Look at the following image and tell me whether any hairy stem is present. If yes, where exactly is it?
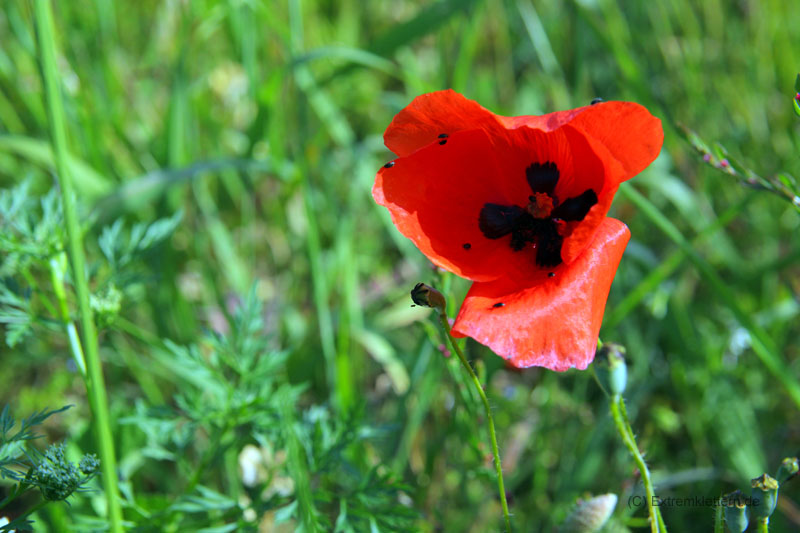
[34,0,123,533]
[439,312,511,532]
[610,394,667,533]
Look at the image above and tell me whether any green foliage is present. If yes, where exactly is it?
[0,0,800,532]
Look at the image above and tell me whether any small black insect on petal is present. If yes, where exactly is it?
[550,189,597,222]
[525,161,559,196]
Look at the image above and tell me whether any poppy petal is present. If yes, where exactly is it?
[500,102,664,183]
[552,189,597,222]
[569,102,664,182]
[372,130,534,281]
[453,218,630,372]
[383,89,504,156]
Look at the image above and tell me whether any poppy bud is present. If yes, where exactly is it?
[411,283,446,312]
[775,457,800,485]
[558,494,617,533]
[750,474,778,520]
[722,490,749,533]
[594,343,628,395]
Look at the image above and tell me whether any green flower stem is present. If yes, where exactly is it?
[50,252,86,379]
[439,312,511,532]
[610,394,667,533]
[34,0,123,533]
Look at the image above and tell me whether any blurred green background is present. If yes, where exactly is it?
[0,0,800,532]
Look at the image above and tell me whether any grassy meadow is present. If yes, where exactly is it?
[0,0,800,533]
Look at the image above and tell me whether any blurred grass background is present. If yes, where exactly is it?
[0,0,800,531]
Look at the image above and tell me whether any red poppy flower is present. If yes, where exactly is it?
[372,90,664,371]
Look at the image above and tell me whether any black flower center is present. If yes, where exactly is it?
[478,161,597,267]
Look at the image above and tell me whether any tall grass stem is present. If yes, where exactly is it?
[34,0,123,533]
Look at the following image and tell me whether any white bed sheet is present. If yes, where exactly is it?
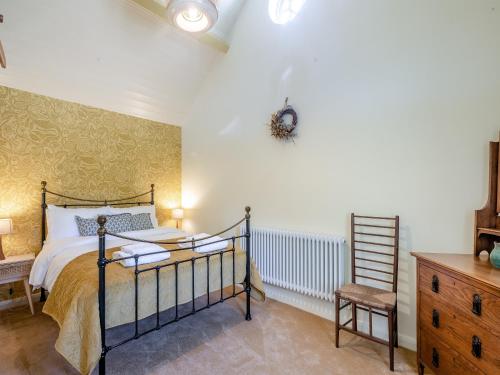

------------------------------------------------

**Brief:** Copy out the whole listing above word for word, leaving out the pictures.

**Answer to this task:**
Look at the following image and tell me whether any hairy stem is present. If yes, where exactly is it?
[34,0,123,533]
[439,312,511,532]
[610,394,667,533]
Look at the image above and tell me whether any green foliage is present. If yes, where exactly is it?
[0,0,800,532]
Look at the image above and tell me whether any small black insect on petal is present. If yes, where exactly is it?
[550,189,597,222]
[525,161,559,196]
Look at the image above and tell me whether any poppy petal is present. If yes, where exactly is it?
[500,102,664,183]
[552,189,597,222]
[569,102,664,182]
[372,130,534,281]
[453,218,630,372]
[383,89,504,156]
Look at the image above and tell me whether any poppy bud is present. If yes, where exactly is it?
[411,283,446,312]
[775,457,800,485]
[558,494,617,533]
[750,474,778,520]
[722,490,749,533]
[594,343,628,395]
Look at the image above and tell me whether any green flower stem is present. If yes, where exactly is it?
[50,252,86,379]
[439,312,511,532]
[610,394,667,533]
[34,0,123,533]
Look at the image above and tell me whether any blurred green background is present. If yes, where exactly is it?
[0,0,800,532]
Look at the image above and tell me whether any grassy meadow is present. If yes, where exactly is it?
[0,0,800,533]
Look at the image above and tell me whether any blurred grass background is present. If yes, where exactly is it?
[0,0,800,531]
Look at the image above and tell me whether any red poppy flower is present. If yes, where exactly is it?
[372,90,664,371]
Look at the image above and tell me whether any black flower center is present. If yes, where exactly is it?
[478,161,597,267]
Look at the image above and tell me whether any tall grass stem is present. If yes, where exactly is it?
[34,0,123,533]
Look at the following image and tell me whether any white bed sheet is present. If yes, where exactly is it?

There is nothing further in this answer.